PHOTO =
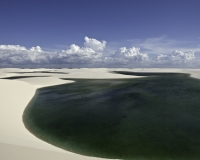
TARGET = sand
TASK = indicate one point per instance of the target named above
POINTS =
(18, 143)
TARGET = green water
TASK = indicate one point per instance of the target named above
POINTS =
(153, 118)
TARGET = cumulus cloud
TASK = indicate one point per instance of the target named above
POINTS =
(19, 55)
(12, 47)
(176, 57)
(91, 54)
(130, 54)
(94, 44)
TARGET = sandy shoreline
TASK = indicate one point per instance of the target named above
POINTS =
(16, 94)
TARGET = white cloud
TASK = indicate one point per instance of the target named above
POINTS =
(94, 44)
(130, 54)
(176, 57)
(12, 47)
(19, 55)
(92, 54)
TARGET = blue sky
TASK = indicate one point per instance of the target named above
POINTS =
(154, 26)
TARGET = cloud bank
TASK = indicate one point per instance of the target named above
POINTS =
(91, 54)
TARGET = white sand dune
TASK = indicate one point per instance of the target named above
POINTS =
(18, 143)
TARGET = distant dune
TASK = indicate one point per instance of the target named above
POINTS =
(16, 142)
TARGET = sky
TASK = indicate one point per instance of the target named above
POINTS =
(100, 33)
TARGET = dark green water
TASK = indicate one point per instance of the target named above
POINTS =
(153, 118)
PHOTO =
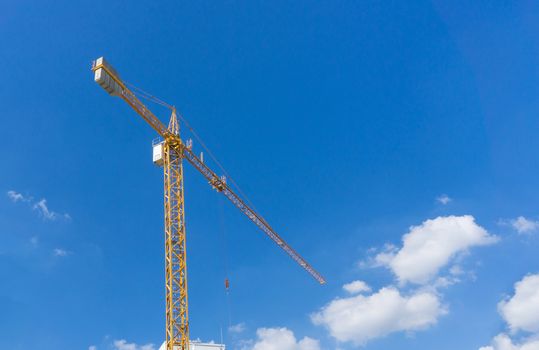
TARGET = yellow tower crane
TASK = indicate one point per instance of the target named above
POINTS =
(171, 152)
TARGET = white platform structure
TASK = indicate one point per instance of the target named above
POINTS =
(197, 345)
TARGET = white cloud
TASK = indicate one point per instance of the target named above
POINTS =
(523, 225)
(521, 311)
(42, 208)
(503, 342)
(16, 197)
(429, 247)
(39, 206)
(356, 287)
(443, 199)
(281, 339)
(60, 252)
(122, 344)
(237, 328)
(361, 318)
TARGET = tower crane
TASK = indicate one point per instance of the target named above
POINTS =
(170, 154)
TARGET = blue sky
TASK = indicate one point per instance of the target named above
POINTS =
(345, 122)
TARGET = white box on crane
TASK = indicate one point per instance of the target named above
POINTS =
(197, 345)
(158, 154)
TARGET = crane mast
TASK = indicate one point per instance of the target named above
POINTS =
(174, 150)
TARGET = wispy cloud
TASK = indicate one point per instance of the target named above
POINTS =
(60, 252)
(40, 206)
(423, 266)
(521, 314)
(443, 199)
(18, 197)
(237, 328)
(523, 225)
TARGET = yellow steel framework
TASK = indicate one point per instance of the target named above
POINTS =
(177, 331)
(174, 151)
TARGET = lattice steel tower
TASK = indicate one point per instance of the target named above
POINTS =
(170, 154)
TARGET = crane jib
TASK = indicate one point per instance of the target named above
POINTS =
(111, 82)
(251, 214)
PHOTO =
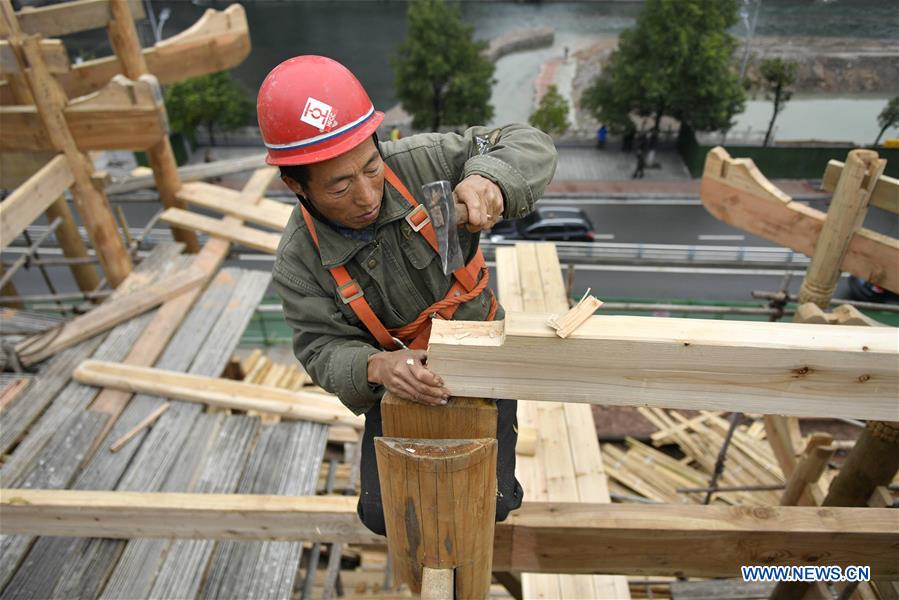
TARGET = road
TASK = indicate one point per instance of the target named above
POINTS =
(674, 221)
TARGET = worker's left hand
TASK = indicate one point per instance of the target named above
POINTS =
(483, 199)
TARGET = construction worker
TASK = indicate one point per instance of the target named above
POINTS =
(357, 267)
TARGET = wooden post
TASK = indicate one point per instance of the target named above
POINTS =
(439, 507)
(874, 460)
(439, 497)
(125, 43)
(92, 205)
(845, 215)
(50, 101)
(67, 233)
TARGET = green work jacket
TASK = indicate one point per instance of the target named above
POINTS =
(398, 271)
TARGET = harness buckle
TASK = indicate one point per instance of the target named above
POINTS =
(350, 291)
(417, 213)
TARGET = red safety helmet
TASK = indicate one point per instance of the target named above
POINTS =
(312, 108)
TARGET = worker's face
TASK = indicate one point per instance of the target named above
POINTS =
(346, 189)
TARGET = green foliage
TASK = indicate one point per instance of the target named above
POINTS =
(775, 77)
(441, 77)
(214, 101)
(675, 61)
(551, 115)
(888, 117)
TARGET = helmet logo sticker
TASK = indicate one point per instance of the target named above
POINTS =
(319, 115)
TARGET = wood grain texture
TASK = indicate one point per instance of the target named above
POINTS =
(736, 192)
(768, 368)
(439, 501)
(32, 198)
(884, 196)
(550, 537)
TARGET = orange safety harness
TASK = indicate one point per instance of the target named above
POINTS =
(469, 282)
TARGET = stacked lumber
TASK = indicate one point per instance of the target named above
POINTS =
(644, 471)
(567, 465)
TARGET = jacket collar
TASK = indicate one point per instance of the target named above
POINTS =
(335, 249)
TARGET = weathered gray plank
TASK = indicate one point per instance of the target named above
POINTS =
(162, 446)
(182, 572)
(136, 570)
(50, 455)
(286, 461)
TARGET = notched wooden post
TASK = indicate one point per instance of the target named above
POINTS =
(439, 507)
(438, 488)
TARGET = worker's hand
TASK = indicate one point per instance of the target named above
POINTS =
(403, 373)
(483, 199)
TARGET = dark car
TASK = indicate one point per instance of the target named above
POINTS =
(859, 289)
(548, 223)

PROBLEM
Check each line above for the string "worker", then copy the ones that have it.

TASK OUTPUT
TARGET = worker's left hand
TARGET = construction worker
TARGET = worker's face
TARGET = worker's hand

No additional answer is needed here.